Work instructions: Write every line of all the entries below as a JSON list of strings, one string per line, and leave out the blank lines.

Recorded information:
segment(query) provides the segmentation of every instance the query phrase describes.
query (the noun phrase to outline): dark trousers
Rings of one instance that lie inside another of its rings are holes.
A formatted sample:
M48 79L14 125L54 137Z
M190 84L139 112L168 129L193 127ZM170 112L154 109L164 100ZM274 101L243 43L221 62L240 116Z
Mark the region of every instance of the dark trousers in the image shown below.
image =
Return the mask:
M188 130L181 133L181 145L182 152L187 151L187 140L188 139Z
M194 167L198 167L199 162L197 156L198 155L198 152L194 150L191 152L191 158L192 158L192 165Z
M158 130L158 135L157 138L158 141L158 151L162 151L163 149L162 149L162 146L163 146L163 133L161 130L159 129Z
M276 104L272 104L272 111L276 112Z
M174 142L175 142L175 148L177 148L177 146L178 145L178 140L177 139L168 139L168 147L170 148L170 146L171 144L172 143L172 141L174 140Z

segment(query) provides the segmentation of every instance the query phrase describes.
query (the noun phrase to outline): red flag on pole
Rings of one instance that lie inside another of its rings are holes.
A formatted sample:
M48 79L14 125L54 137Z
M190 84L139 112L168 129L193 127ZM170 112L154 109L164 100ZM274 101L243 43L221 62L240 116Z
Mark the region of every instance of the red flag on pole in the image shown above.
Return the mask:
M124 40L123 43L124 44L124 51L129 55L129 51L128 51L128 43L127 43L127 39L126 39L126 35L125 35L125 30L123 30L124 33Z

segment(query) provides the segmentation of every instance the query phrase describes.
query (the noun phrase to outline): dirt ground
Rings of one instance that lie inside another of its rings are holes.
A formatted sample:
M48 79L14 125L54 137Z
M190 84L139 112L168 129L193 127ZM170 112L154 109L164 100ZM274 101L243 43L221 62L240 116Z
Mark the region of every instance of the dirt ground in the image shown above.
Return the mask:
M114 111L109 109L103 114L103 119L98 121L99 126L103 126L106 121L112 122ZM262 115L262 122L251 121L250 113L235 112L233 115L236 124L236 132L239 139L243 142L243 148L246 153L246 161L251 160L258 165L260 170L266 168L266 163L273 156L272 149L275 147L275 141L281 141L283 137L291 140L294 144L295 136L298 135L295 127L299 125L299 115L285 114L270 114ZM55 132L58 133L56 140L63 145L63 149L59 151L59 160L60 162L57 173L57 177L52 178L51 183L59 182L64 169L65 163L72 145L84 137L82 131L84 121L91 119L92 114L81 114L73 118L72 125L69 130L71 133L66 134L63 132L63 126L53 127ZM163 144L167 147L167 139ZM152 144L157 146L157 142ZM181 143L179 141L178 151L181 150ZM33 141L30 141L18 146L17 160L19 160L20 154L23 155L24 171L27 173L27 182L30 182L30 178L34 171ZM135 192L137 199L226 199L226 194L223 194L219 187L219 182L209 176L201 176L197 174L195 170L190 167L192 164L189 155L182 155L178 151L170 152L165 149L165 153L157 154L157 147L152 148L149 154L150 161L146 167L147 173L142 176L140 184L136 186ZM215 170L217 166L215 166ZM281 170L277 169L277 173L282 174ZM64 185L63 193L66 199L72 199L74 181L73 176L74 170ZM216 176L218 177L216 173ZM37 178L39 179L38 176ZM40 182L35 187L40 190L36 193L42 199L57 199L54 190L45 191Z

Task answer:
[
  "segment(query) provides the segmentation of every instance the query phrase describes.",
  "query (the noun phrase to outline): dark trousers",
  "Rings of one instance that lie inside another of its rings are holes.",
  "A formatted sample:",
  "M48 79L14 125L54 137Z",
  "M190 84L139 112L168 129L193 127ZM170 112L154 109L164 100ZM274 101L243 43L221 62L240 116Z",
  "Mark the region of every instance of the dark trousers in the image shown below.",
  "image =",
  "Return the mask:",
  "M188 130L181 133L181 145L182 152L187 151L187 140L188 139Z",
  "M194 167L198 167L199 162L197 156L198 155L198 152L194 150L191 152L191 158L192 158L192 165Z",
  "M158 130L158 135L157 138L158 141L158 151L162 151L163 149L162 149L162 146L163 146L163 133L161 130L159 129Z",
  "M276 104L272 104L272 111L276 112Z",
  "M174 142L175 142L175 148L177 148L177 146L178 145L178 140L177 139L168 139L168 147L170 148L170 146L171 144L172 143L172 141L174 140Z",
  "segment(query) provides the segmentation of every instance the query phrase describes.",
  "query (the noun phrase to outline): red flag on pole",
  "Rings of one instance that lie inside another of its rings are holes.",
  "A formatted sample:",
  "M48 79L14 125L54 137Z",
  "M190 84L139 112L168 129L193 127ZM170 112L154 109L164 100ZM274 101L243 43L221 62L240 116Z",
  "Mark the region of every instance of the red flag on pole in the image shown above.",
  "Return the mask:",
  "M124 40L123 43L124 44L124 51L129 55L129 51L128 51L128 43L127 43L127 39L126 39L126 35L125 35L125 30L123 30L124 33Z",
  "segment(query) provides the segmentation of every instance the query phrase describes.",
  "query (the noun phrase to outline): dirt ground",
  "Rings of one instance that lie inside another of its rings are holes.",
  "A formatted sample:",
  "M48 79L14 125L54 137Z",
  "M190 84L139 112L168 129L193 127ZM170 112L154 109L164 100ZM274 101L243 43L221 62L240 116Z",
  "Mark the region of every instance of the dirt ground in the image shown above.",
  "Return the mask:",
  "M114 111L109 109L103 114L103 119L98 121L99 126L103 126L106 121L112 122ZM262 115L262 122L251 121L250 113L235 112L233 115L236 124L236 132L239 139L243 142L243 148L246 153L246 161L251 160L258 165L260 170L266 168L266 163L273 156L272 149L275 147L275 141L281 141L283 137L291 140L294 144L295 136L298 135L295 127L299 125L299 115L285 114L270 114ZM55 132L58 133L56 140L63 145L63 149L59 151L59 160L60 162L57 173L57 177L52 178L51 183L59 182L64 169L65 163L72 145L84 137L82 131L84 121L91 119L92 114L81 114L73 118L72 125L69 130L71 133L66 134L63 132L63 126L53 127ZM163 144L167 147L167 139ZM152 144L157 146L157 142ZM181 143L179 141L178 151L181 150ZM33 141L30 141L18 146L17 160L19 160L20 154L23 155L24 171L27 173L27 182L30 182L30 178L34 171ZM135 192L137 199L226 199L226 194L223 194L219 187L219 182L209 176L201 176L197 174L195 170L190 167L192 164L189 155L182 155L178 151L170 152L165 149L165 153L157 154L157 147L152 148L149 154L150 161L146 167L147 173L142 176L140 184L136 186ZM215 170L217 166L215 166ZM281 170L277 169L277 173L282 174ZM64 185L63 193L66 199L72 199L74 181L73 176L74 170ZM216 176L218 177L216 173ZM37 178L39 179L38 176ZM40 182L35 187L40 190L36 193L42 199L57 199L54 190L45 191Z"
]